COX: That's pretty wild. Mike, first - we're going to talk about what happened to you on that flight, but first of all, how are you feeling today?

Mr. MCEWEN: Well, I'm doing OK. As you can hear, my voice is still - has a ways to go. People who have seen me say - they - I don't look anything like a stroke survivor. I've, Tony, I've lost about 45 pounds. I go to the gym just about every day. I eat fruit, and vegetables, and fish, and all that, but I'm doing OK.

COX: You know, it sounds weird to say that you are lucky, because you had a stroke.

Mr. MCEWEN: Yeah.

COX: You had two, and yet, in the telling of the story about your flight, and the guy who happened to pick up the phone for you to talk to your wife so you can call 911, all those things converged to save your life, didn't they?

Mr. MCEWEN: Well, Tony, people say, did you know you were dying? Did you know you were near death? It's like being underwater. All you're trying to do is to swim up to where the air is. And lucky is a good word. I was lucky. I could have died. A good friend of mine, Bill Cosby - the namedropper I am - said any day you're on this side of the dirt is a good day, and he's right.

(Soundbite of laughter)

COX: And he wrote the forward for your book, "Change in the Weather." Why that name? I think I could understand it, but tell our audience why you've named it that.

Mr. MCEWEN: Well, first of all, it's - a change in the weather sort of connotates (ph) something is amiss, something is changing. And people know me - I did a lot of things on "The Early Show" on CBS, but the weatherman is what people remember me for. And so, that experience with stroke changed my whole life, and accordingly, it changed the weather, a change in the weather.

*About this exercise:* Continue the interview transcript with Mike McEwen about his stroke from where it ends.

*Supplied material:*

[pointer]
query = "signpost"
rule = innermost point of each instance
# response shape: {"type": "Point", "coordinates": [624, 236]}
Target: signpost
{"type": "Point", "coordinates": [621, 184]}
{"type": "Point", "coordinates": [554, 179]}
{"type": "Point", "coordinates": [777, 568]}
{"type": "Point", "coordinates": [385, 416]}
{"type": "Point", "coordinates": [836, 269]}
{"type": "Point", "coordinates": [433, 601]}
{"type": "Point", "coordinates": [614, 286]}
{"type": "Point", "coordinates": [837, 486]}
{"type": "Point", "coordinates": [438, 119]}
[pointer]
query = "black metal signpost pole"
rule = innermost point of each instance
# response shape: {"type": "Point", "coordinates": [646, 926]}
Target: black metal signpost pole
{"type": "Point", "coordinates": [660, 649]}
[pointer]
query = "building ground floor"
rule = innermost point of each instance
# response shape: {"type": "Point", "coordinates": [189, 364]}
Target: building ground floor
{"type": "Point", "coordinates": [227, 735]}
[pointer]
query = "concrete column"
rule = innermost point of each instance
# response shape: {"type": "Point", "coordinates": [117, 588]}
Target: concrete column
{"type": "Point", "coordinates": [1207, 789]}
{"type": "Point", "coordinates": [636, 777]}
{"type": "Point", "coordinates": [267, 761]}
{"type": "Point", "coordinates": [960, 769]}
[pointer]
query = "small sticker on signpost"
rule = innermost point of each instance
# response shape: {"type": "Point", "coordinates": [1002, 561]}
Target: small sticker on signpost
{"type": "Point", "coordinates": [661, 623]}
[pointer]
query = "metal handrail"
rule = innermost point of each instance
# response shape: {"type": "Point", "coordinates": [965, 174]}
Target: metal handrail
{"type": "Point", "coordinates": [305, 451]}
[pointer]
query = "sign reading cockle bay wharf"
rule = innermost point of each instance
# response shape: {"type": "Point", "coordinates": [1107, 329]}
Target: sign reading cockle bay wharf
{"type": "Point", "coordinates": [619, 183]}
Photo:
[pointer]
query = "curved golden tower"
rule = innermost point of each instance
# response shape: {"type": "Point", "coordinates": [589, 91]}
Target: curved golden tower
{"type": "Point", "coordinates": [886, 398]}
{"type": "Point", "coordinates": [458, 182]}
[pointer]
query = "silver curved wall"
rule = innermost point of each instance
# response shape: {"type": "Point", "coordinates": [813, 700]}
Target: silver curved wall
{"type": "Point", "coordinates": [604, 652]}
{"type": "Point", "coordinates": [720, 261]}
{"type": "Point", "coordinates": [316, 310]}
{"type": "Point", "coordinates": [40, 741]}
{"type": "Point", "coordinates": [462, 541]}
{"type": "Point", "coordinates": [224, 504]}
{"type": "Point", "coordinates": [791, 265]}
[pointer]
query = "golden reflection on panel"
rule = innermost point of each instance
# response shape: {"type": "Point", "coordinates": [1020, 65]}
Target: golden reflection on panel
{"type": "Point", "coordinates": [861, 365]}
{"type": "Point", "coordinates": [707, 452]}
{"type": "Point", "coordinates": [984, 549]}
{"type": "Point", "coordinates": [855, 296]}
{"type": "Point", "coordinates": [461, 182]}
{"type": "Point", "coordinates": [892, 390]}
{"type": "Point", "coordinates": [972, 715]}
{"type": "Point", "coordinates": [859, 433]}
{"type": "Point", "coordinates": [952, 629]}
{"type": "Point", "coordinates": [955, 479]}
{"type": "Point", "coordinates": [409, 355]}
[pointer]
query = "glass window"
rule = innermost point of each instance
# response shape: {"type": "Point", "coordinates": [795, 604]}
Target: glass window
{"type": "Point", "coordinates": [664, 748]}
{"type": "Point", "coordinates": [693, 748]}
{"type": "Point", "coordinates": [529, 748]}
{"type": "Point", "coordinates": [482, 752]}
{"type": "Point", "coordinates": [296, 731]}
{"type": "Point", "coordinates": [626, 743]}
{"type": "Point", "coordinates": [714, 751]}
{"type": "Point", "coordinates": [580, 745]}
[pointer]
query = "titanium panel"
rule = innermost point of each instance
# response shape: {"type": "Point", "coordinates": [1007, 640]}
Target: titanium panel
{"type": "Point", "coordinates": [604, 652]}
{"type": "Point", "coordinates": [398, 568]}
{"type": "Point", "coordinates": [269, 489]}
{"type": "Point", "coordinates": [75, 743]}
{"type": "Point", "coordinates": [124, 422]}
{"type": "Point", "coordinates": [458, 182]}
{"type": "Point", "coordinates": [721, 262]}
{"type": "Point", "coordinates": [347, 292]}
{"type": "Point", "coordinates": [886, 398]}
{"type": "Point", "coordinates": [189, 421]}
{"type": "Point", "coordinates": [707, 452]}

*Output for this task:*
COX: Right, and your outlook on life, certainly. Talk for a minute, if you can, about the fact that you went to the hospital, or the doctor, in Baltimore, when you had your first stroke, not knowing you were having it, and you were misdiagnosed. What happened?

Mr. MCEWEN: Well, Tony, if anyone, anyone, had said the word stroke, I wouldn't have flown two days later. But they - the doctor there sort of misdiagnosed me - not sort of, did misdiagnosed me as having the flu, and sent me home. And I thought, he's a doctor. I'm not - you tend to believe what a doctor says. And again, if someone had diagnosed me as having suffered a stroke, we would probably be having a different conversation.

COX: You know, strokes hit twice as many African-Americans, Mark, as they do any other group, and sometimes, to be honest, it takes something like this to get our attention. Why do you think that is?

Mr. MCEWEN: Well, Tony, eating a whole pepperoni pizza was de rigueur for me, and I've thought, as most people do, I was invincible. I would be here forever. And so, there I was - it took me, Tony, six months to know I was in a coma for four days. I didn't know that, and now I kind of - I never sort of watched what I ate. Everything I eat is - it goes - I think about it.

And so being my mantra now, is be healthy. And I think, as African-Americans, we grew up with foods - like, fried chicken is one - and we grew up with stuff we didn't know was bad for us. And health-wise, those kinds of foods don't help you, and so a lifestyle change is in order. It's what I did, and I'm here to spread the word to everyone to - having a stroke doesn't discriminate. It happened to me. It can happen to you.

COX: So, you're eating more healthy.

Mr. MCEWEN: Yeah.

COX: You're exercising. You have a more positive - not that you didn't have a positive outlook before, but you have a really appreciative outlook on life now, I would imagine.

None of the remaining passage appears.